> [Görev Listesi]:
a - İnci metnine göre aşağıdaki soruları cevaplayın.
(i) Bilinen ilk inci takı kimin lahitinde bulunmuştur?
(ii) Bu takı günümüzde hangi müzede sergilenmektedir?
(iii) Karanlık Çağlar boyunca şövalyeler incileri genellikle nereye taşımışlardır?
b - Aşağıdaki ifadelerin inci metniyle uyuşup uyuşmadığını belirtin. Her cevabı "evet" ya da "hayır" ile verin ve sonucu belirleyen sözleri metinden aynen aktarın.
(i) Grekler inciye aşk ve evlilikle ilişkisi yüzünden de değer vermiştir.
(ii) Kleopatra'nın inciyi bir kadeh suda eritip içtiği rivayet edilir.
(iii) Eski Mısırlılar incilere, kendileriyle birlikte gömecek kadar değer vermiştir.
c - İnci metninde "Eski Mısırlılar inciler" sözleriyle başlayıp "Louvre Müzesi’nde sergilenmektedir." sözlerine kadar süren bölümü, bu son sözler de dahil olmak üzere, hiçbir değişiklik yapmadan yazıya geçirin.

> [Metin Parçası]:

━━━━━━━━━━━━━━━━

Tarih boyunca inci, sıcak iç parıltısı titrek yanar dönerliği ile, en çok değer verilen ve aranan değerli taşlardan biri olmuştur. Birçok kültürün dininde mitolojisinde en eski zamanlardan beri inciye sayısız atıf bulunabilir. Hindular inciyle ay arasında bir bağ kurmuş, evlilik seremonilerinde ise saflığın bir sembolu olarak eşe hediye edilmiştir.
Eski Mısırlılar inciler kendileriyle birlikte gömecek kadar değer vermiştir. Markus Antonius’tan bir bahis kazanıp bütün bir ülkenin varlığını bir öğünde yutabilmek için, Kleopatra’nın tek bir inciyi bir kadeh şarap içerisinde eritip içtiği rivayet edilir.
Bilinen ilk inci takı milattan önce 520 yılında ölen bir Pers kraliçesinin lahitinde bulunmuştur. Günümüzde Paris’deki Louvre Müzesi’nde sergilenmektedir.
Eski Roma’da inciler, varlık ve sosyal statünün en üstün simgesi olarak kabul edilmiştir. İnci mücevhertakabilmek ise yalnızca aristokratlar için bir lükstü. Grekler inciye hem rakipsiz güzelliği hem de aşk ve evlilik ile ilişkisi dolayısıyla çok değer vermiştir.
Asil sınıftan güzel genç kızların zarif inci kolyeler taktığı Karanlık Çağlar boyunca kahraman şövalyeler incileri genellikle savaş alanlarına taşımışlardır. Parlak değerli taşların sahip olduğu sihrin kendilerini zarar görmekten koruyacağına inanmışlardır.

━━━━━━━━━━━━━━━━

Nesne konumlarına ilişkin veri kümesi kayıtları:
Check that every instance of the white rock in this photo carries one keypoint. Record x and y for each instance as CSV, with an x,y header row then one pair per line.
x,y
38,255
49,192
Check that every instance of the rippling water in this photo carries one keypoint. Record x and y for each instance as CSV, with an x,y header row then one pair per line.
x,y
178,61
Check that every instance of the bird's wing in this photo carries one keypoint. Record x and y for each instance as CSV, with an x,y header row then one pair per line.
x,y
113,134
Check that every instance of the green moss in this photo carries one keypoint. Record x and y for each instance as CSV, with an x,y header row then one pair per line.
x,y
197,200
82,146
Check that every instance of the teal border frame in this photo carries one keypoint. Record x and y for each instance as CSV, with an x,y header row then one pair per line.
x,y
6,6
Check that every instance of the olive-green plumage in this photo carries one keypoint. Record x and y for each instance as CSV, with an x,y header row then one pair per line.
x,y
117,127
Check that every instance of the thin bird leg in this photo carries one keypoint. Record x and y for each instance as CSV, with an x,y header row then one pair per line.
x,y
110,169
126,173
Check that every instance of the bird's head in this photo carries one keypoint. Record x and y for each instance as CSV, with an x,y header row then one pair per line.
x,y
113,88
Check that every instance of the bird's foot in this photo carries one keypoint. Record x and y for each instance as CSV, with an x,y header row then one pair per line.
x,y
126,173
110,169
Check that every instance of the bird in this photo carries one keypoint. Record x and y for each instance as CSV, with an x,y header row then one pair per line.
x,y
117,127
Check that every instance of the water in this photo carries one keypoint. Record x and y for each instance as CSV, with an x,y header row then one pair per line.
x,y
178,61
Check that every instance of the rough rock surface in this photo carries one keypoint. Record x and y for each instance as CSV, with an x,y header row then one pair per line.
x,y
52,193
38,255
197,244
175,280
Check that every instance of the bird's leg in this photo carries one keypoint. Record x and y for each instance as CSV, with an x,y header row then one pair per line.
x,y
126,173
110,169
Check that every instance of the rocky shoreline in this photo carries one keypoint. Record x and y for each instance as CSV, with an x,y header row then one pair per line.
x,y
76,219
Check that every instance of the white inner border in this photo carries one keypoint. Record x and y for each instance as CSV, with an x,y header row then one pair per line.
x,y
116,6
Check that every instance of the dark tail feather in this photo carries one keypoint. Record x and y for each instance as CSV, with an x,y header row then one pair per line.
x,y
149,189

━━━━━━━━━━━━━━━━

> [Alıştırma Cevapları]:
a -
(i) Milattan önce 520 yılında ölen bir Pers kraliçesinin lahitinde.
(ii) Louvre Müzesi'nde.
(iii) Savaş alanlarına.

b -
(i) Evet: "hem de aşk ve evlilik ile ilişkisi dolayısıyla çok değer vermiştir"
(ii) Hayır: "tek bir inciyi bir kadeh şarap içerisinde eritip içtiği rivayet edilir"
(iii) Evet: "inciler kendileriyle birlikte gömecek kadar değer vermiştir"

c -
Eski Mısırlılar inciler kendileriyle birlikte gömecek kadar değer vermiştir. Markus Antonius’tan bir bahis kazanıp bütün bir ülkenin varlığını bir öğünde yutabilmek için, Kleopatra’nın tek bir inciyi bir kadeh şarap içerisinde eritip içtiği rivayet edilir.
Bilinen ilk inci takı milattan önce 520 yılında ölen bir Pers kraliçesinin lahitinde bulunmuştur. Günümüzde Paris’deki Louvre Müzesi’nde sergilenmektedir.